## Page extract
* * *

I read with great interest Cofty's thread on complexity found here:
I wanted to talk about another aspect of complexity and whether complexity is truly what we should see in design. The argument that creationists make about how complex living things are is a good one. In fact, it's the best argument that creationists have come up with so far.
The argument that complexity in nature equals design was first proposed by Rev. William Paley in his book Natural Theology. In it he proposed that if you were out walking one day and found a pocket watch on the ground you would be able to tell by the intricate mechanism, the painted dial, and the sophisticated metallurgy used to craft the watch that the watch had a designer.
So too, Paley reasoned, if you see the intricate mechanisms of life, shouldn't you reason that life too, had a designer?
It's a good argument.
It's the best argument that creationists have.
Now let me poke a hole in it.
Complexity is NOT necessarily a hallmark of design. Let me illustrate by using Paley's analogy. Only now instead of finding a pocket watch on your outing you find an arrowhead. An arrowhead is very simple. It's just a chipped bit of stone, yet when you see it it practically shreiks, "I am designed!" Why? What makes this simple arrowhead instantly recognizable as a designed artifact and something intricate, like a snowflake for instance, not?
The answer lies in purpose. Things that are designed are designed for a reason. Reason and reasoning ability are products of a mind. Of what reason or purpose is a frog? Or for that matter, a human being? or blades of grass or anything else? The only purpose they have is to survive long enough to make new frogs, human beings or grass.
What I'm saying is that nature has no overarching goal, no purpose other than to self replicate, which isn't a purpose at all. It's merely a survival mechanism. So without a purpose, wherein lies the design?
This survival that we see is one of the reasons we perceive so much complexity in nature. In a designed world we should actually see simple things-a designer would want to be efficient in his design. He would know that simple designs are more efficient and less prone to trouble and breakdown. This is not what we see in nature. Instead we see redundant systems in organisms. We see inefficient immune systems that try to fight off disease microorganisms that are themselves part of nature. In fact we see stuff that we would expect to see if things were not designed, but rather came about through the trial and error path of Natural Selection.

* * *

Point-per-instance localization data
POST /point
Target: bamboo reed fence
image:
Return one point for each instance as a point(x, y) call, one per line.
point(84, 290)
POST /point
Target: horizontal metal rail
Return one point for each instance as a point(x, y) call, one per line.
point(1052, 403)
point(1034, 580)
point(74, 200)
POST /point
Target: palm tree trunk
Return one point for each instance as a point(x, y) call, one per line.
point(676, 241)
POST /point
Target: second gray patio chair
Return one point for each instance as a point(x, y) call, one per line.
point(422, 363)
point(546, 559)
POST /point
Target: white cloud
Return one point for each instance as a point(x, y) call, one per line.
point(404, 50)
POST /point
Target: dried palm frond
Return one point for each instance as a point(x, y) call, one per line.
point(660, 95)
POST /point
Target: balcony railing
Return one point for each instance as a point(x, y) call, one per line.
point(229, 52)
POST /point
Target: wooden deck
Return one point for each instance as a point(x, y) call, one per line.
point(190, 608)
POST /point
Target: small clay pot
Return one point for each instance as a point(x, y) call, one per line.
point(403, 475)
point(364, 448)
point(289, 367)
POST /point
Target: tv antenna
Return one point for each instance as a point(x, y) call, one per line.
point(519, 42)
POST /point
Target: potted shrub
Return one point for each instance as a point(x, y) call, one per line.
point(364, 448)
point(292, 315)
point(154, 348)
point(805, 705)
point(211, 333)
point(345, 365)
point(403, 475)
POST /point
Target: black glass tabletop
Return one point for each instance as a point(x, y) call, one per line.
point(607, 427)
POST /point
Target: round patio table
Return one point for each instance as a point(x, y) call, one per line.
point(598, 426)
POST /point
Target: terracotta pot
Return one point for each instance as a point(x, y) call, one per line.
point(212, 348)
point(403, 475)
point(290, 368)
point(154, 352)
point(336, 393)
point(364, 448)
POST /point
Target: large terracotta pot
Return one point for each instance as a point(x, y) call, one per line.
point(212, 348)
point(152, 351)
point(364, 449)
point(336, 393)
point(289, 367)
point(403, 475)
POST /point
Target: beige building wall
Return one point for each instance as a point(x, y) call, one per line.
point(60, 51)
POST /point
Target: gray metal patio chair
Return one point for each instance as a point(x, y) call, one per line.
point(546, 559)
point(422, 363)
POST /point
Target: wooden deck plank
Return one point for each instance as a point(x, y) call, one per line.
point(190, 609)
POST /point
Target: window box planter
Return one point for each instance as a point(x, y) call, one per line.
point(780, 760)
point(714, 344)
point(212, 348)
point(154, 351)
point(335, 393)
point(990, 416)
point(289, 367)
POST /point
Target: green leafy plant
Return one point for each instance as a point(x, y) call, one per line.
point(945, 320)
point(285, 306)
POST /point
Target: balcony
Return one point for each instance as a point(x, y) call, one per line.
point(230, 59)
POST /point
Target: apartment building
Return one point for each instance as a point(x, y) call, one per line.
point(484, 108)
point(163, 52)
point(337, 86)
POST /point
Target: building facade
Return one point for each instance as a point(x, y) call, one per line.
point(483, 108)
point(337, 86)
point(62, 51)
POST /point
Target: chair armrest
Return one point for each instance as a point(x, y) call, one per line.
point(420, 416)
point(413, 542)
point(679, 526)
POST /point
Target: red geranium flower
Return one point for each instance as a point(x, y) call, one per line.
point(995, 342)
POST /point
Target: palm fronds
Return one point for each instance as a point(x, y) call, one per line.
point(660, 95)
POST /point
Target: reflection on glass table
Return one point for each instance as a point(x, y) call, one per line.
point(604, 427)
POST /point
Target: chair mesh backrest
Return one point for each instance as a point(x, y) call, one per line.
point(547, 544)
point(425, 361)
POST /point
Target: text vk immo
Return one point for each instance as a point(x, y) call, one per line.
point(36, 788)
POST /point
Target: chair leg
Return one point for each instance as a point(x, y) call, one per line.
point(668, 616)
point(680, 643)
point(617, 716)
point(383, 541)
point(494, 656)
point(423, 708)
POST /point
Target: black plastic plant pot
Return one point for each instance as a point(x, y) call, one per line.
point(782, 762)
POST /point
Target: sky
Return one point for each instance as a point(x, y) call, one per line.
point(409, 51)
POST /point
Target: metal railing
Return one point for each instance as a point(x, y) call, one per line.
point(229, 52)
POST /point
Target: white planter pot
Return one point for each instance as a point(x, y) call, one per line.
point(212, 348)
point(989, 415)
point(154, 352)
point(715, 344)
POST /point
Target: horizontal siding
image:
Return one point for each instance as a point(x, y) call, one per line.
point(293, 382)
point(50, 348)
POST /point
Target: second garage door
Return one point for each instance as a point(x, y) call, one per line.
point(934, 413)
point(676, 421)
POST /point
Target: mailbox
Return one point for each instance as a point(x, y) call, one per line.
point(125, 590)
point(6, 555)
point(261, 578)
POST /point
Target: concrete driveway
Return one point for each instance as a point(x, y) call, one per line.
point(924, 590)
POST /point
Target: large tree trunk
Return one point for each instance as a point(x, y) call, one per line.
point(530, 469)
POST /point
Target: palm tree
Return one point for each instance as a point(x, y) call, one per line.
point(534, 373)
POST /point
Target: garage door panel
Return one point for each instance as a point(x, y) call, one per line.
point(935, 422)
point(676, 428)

* * *

## The problem
Reproduce the complete post on complexity and design shown above, word for word.

## Task output
I read with great interest Cofty's thread on complexity found here:
I wanted to talk about another aspect of complexity and whether complexity is truly what we should see in design. The argument that creationists make about how complex living things are is a good one. In fact, it's the best argument that creationists have come up with so far.
The argument that complexity in nature equals design was first proposed by Rev. William Paley in his book Natural Theology. In it he proposed that if you were out walking one day and found a pocket watch on the ground you would be able to tell by the intricate mechanism, the painted dial, and the sophisticated metallurgy used to craft the watch that the watch had a designer.
So too, Paley reasoned, if you see the intricate mechanisms of life, shouldn't you reason that life too, had a designer?
It's a good argument.
It's the best argument that creationists have.
Now let me poke a hole in it.
Complexity is NOT necessarily a hallmark of design. Let me illustrate by using Paley's analogy. Only now instead of finding a pocket watch on your outing you find an arrowhead. An arrowhead is very simple. It's just a chipped bit of stone, yet when you see it it practically shreiks, "I am designed!" Why? What makes this simple arrowhead instantly recognizable as a designed artifact and something intricate, like a snowflake for instance, not?
The answer lies in purpose. Things that are designed are designed for a reason. Reason and reasoning ability are products of a mind. Of what reason or purpose is a frog? Or for that matter, a human being? or blades of grass or anything else? The only purpose they have is to survive long enough to make new frogs, human beings or grass.
What I'm saying is that nature has no overarching goal, no purpose other than to self replicate, which isn't a purpose at all. It's merely a survival mechanism. So without a purpose, wherein lies the design?
This survival that we see is one of the reasons we perceive so much complexity in nature. In a designed world we should actually see simple things-a designer would want to be efficient in his design. He would know that simple designs are more efficient and less prone to trouble and breakdown. This is not what we see in nature. Instead we see redundant systems in organisms. We see inefficient immune systems that try to fight off disease microorganisms that are themselves part of nature. In fact we see stuff that we would expect to see if things were not designed, but rather came about through the trial and error path of Natural Selection.